Provided data>
■ ■ ■ ■ ■ ■ ■
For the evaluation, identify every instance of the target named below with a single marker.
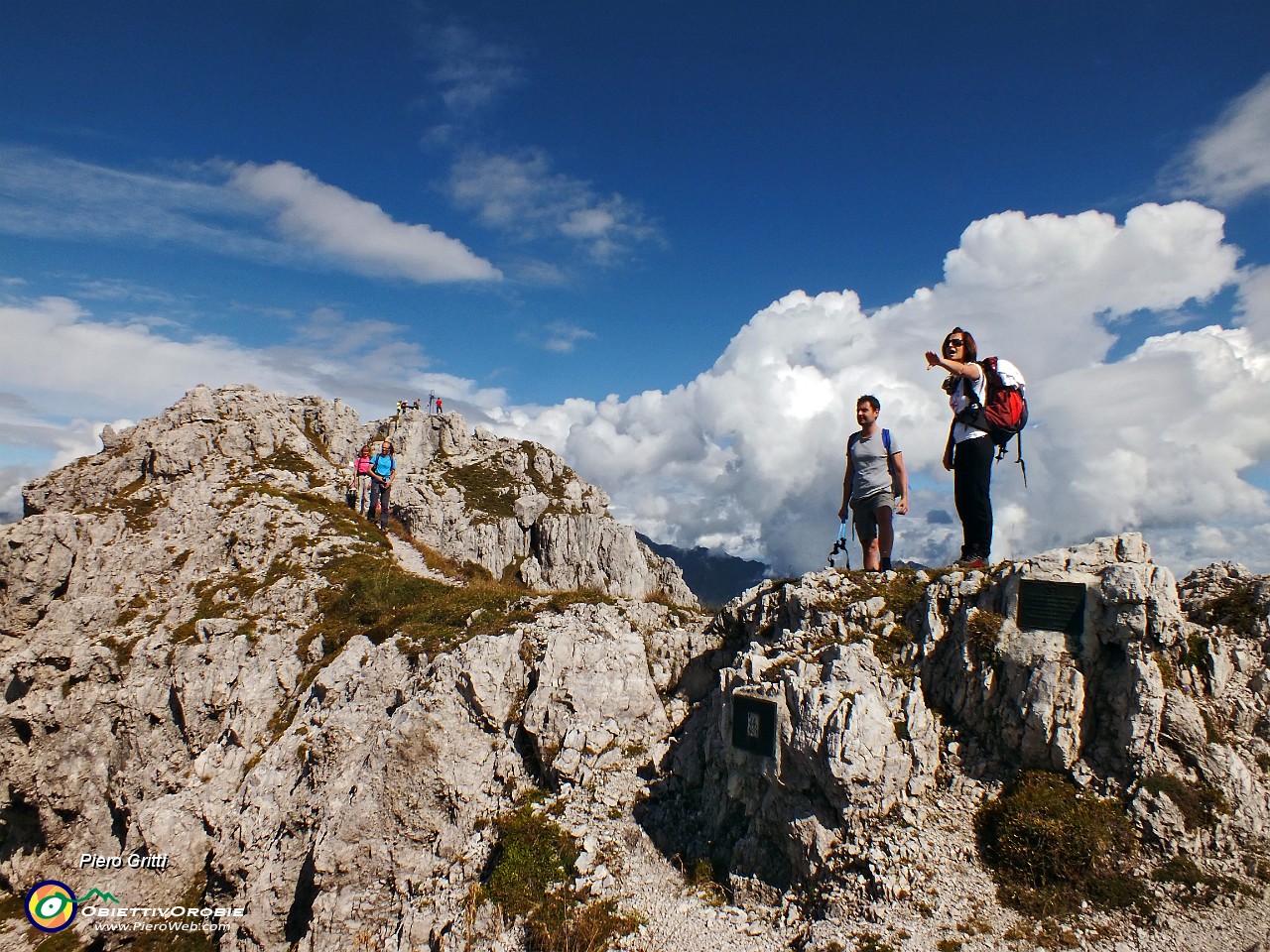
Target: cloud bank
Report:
(748, 456)
(221, 207)
(1230, 162)
(1171, 439)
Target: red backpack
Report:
(1003, 414)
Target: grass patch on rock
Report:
(486, 489)
(1238, 611)
(530, 876)
(983, 631)
(1199, 802)
(1052, 846)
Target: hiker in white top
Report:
(875, 485)
(968, 452)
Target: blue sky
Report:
(532, 207)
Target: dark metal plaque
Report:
(1052, 606)
(753, 725)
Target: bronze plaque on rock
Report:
(753, 725)
(1052, 606)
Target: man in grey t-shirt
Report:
(875, 474)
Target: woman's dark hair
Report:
(971, 352)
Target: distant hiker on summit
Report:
(875, 485)
(968, 452)
(382, 471)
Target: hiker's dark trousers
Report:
(971, 479)
(380, 498)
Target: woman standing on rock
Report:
(968, 452)
(382, 470)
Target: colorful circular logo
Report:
(51, 905)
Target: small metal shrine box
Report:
(1052, 606)
(753, 725)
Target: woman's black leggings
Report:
(971, 479)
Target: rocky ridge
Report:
(183, 679)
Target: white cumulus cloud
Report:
(749, 453)
(521, 195)
(220, 207)
(1230, 162)
(356, 231)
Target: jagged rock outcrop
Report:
(472, 497)
(177, 688)
(1134, 698)
(518, 507)
(207, 656)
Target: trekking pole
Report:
(841, 544)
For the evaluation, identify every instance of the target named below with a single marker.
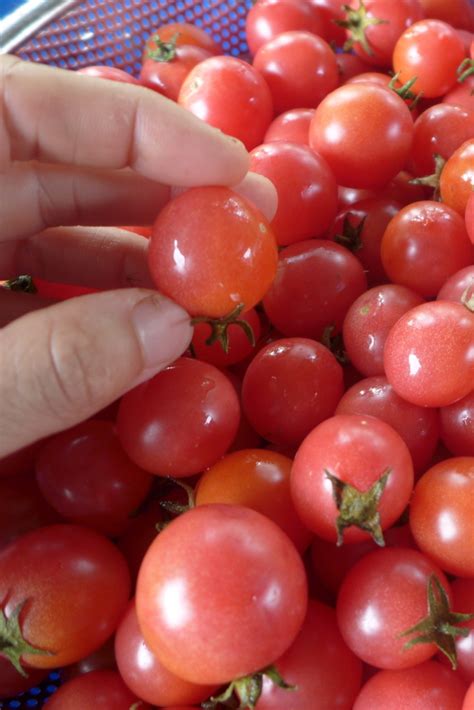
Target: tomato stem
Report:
(439, 626)
(220, 327)
(358, 508)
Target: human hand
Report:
(78, 150)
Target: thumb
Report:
(61, 364)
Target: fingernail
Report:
(163, 329)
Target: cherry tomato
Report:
(364, 132)
(381, 597)
(184, 34)
(457, 178)
(99, 689)
(419, 427)
(267, 19)
(181, 421)
(431, 51)
(318, 664)
(364, 453)
(194, 589)
(111, 73)
(291, 126)
(374, 26)
(307, 190)
(441, 515)
(84, 474)
(166, 76)
(457, 426)
(428, 685)
(441, 129)
(211, 250)
(299, 68)
(316, 282)
(231, 95)
(430, 234)
(70, 587)
(143, 673)
(258, 479)
(290, 386)
(360, 228)
(428, 356)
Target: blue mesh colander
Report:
(71, 34)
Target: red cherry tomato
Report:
(299, 68)
(307, 190)
(291, 126)
(441, 515)
(103, 690)
(364, 132)
(426, 685)
(457, 178)
(184, 34)
(290, 386)
(166, 76)
(319, 664)
(267, 19)
(427, 233)
(211, 250)
(381, 597)
(258, 479)
(181, 421)
(231, 95)
(143, 673)
(316, 282)
(428, 356)
(418, 426)
(431, 51)
(258, 598)
(63, 575)
(356, 450)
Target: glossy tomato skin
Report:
(212, 250)
(188, 614)
(440, 129)
(419, 427)
(258, 479)
(85, 475)
(428, 355)
(383, 595)
(307, 190)
(166, 77)
(431, 51)
(290, 126)
(231, 95)
(369, 321)
(315, 284)
(457, 426)
(181, 421)
(267, 19)
(427, 233)
(441, 515)
(68, 574)
(319, 664)
(428, 685)
(184, 33)
(103, 690)
(142, 672)
(299, 68)
(291, 386)
(364, 132)
(357, 450)
(457, 178)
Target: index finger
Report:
(59, 116)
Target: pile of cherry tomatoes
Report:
(282, 519)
■ ■ ■ ■ ■ ■ ■
Exercise description> Reproduce the stretch of the data above from the line containing "Target: cherry tomato" through the final line, with both of those lines included.

Output of the task>
Target: cherry tomato
Report:
(364, 132)
(381, 597)
(184, 34)
(457, 178)
(99, 689)
(419, 427)
(267, 19)
(181, 421)
(431, 51)
(318, 664)
(364, 453)
(194, 589)
(111, 73)
(291, 126)
(374, 26)
(307, 190)
(441, 515)
(84, 474)
(166, 76)
(457, 426)
(428, 685)
(441, 129)
(211, 250)
(299, 68)
(316, 282)
(231, 95)
(430, 234)
(70, 587)
(143, 673)
(258, 479)
(290, 386)
(360, 228)
(428, 356)
Target: blue mesh colander
Report:
(71, 34)
Target: red cherry tomato
Report:
(299, 68)
(307, 190)
(291, 126)
(441, 515)
(103, 690)
(364, 132)
(426, 685)
(457, 178)
(184, 34)
(290, 386)
(166, 76)
(319, 664)
(267, 19)
(427, 233)
(211, 250)
(381, 597)
(258, 479)
(181, 421)
(231, 95)
(143, 673)
(316, 282)
(428, 356)
(418, 426)
(431, 51)
(258, 598)
(63, 575)
(356, 450)
Target: glossy tomato skin
Report:
(212, 250)
(188, 614)
(440, 129)
(419, 427)
(258, 479)
(85, 475)
(428, 355)
(383, 595)
(307, 190)
(166, 77)
(431, 51)
(290, 126)
(231, 95)
(369, 321)
(315, 284)
(457, 426)
(181, 421)
(267, 19)
(427, 233)
(441, 515)
(68, 574)
(319, 664)
(428, 685)
(184, 33)
(103, 690)
(142, 672)
(299, 68)
(291, 386)
(364, 132)
(357, 450)
(457, 178)
Target: index finger
Report:
(59, 116)
Target: pile of cherry tomatoes
Report:
(282, 519)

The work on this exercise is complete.